- Exercise goal
Copy out exactly the lines that begin with the one containing "If you could pick out the blue" and continue until the last line of the material.

- Entries provided
Segment Open
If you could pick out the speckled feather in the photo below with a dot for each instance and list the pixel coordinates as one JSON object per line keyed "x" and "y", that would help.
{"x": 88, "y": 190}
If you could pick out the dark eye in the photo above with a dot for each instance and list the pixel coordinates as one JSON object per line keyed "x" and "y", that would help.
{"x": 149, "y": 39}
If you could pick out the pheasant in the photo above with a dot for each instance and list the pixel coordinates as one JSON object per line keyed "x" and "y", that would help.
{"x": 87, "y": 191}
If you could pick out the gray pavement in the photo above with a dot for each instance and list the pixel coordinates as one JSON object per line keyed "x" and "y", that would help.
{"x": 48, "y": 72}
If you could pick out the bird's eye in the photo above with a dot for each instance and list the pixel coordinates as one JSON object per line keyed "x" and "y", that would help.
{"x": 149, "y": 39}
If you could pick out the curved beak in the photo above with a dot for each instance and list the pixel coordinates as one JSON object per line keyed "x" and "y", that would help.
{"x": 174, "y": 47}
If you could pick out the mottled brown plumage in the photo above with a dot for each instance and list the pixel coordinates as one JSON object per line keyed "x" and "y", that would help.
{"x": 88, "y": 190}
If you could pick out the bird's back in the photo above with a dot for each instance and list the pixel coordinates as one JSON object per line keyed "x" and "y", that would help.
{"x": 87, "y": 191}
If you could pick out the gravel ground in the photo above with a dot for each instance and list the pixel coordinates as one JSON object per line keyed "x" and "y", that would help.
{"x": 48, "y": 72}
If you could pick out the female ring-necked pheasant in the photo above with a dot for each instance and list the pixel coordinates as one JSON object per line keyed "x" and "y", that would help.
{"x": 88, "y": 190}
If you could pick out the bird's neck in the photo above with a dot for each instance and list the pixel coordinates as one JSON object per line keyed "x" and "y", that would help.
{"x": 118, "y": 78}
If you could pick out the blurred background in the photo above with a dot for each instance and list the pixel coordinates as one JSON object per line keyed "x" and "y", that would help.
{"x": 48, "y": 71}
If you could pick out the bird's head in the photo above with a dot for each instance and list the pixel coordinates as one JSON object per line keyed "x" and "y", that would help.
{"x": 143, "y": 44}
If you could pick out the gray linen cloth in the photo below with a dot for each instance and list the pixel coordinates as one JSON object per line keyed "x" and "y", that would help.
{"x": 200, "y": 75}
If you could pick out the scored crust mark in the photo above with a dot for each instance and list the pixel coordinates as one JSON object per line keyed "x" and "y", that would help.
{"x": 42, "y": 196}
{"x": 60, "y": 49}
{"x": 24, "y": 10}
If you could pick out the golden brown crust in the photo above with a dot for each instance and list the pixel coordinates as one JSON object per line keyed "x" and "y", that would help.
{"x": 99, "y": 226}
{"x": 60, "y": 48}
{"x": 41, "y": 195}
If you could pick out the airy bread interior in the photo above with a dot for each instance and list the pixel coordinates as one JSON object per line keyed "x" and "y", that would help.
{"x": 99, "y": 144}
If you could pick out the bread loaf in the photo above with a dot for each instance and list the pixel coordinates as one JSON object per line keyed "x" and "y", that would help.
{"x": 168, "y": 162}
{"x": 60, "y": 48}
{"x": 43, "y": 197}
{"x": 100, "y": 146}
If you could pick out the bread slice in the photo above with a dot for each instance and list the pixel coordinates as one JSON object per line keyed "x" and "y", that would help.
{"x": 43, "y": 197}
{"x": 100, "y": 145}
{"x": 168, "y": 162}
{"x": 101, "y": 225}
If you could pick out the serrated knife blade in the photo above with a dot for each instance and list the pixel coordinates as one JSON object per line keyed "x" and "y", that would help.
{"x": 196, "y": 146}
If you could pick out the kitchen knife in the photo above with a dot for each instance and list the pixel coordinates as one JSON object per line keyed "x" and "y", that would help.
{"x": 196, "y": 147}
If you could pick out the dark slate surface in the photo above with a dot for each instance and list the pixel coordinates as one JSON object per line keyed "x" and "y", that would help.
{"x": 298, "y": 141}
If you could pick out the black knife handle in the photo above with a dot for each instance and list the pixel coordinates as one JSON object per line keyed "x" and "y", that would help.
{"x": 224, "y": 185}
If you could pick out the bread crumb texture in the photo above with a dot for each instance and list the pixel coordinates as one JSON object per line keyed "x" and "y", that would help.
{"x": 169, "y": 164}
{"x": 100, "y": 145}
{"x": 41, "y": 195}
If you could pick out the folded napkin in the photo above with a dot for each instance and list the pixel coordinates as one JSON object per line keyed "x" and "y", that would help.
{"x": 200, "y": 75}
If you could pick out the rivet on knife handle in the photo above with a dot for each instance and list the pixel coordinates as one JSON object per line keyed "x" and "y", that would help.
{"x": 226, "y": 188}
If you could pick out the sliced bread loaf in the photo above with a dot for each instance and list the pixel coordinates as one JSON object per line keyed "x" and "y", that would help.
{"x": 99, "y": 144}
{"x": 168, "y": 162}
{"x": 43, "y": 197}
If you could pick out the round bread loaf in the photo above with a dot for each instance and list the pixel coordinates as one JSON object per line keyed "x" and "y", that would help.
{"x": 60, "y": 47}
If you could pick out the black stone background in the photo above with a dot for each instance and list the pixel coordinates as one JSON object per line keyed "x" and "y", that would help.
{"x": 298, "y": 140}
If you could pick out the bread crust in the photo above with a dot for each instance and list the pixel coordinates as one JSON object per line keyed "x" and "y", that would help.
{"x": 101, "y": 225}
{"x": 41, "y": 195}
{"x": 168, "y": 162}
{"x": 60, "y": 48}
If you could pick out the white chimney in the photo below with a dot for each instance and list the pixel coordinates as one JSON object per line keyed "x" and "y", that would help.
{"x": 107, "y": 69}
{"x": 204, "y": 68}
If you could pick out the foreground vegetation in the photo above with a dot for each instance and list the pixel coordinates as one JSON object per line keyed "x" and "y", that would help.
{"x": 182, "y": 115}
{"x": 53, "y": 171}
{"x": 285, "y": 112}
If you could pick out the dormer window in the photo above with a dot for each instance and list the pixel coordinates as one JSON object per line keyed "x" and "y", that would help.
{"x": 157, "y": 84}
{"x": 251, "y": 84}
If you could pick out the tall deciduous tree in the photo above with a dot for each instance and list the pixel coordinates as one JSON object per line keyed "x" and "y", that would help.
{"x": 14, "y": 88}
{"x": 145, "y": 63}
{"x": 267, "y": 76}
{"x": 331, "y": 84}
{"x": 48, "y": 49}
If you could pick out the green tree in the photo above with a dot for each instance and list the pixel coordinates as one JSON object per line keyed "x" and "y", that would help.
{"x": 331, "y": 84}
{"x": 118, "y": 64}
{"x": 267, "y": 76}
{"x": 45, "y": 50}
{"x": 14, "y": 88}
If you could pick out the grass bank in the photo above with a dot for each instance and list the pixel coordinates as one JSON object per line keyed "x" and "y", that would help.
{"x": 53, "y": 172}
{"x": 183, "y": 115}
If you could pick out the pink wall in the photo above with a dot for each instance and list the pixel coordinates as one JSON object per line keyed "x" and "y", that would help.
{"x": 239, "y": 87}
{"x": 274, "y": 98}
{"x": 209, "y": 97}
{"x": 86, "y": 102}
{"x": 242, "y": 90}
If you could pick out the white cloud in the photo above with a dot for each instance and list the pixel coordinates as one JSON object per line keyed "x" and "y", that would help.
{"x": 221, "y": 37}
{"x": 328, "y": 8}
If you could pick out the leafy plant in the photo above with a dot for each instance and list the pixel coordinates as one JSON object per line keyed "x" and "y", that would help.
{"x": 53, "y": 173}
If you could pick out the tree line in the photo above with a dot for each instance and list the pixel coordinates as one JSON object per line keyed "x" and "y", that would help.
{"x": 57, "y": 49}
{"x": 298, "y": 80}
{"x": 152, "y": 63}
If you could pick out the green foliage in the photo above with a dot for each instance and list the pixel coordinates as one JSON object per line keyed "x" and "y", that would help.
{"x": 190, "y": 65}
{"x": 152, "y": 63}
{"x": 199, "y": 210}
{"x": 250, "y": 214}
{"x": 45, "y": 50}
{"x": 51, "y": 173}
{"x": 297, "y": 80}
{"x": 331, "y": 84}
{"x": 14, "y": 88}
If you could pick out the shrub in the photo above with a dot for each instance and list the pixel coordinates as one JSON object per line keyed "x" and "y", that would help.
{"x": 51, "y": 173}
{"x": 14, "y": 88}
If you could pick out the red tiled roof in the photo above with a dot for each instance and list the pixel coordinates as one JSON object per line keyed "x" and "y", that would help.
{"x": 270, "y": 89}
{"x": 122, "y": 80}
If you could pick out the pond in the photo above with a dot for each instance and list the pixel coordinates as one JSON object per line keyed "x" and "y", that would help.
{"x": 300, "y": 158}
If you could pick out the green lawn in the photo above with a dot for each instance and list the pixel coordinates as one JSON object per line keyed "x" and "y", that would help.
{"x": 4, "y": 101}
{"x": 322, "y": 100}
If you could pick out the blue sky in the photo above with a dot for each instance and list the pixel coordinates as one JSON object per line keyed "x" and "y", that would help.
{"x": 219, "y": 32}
Segment Closed
- Written reply
If you could pick out the blue sky in the photo above with a dot for each instance and list the pixel coordinates as one JSON object per line keyed "x" and "y", that would help.
{"x": 219, "y": 32}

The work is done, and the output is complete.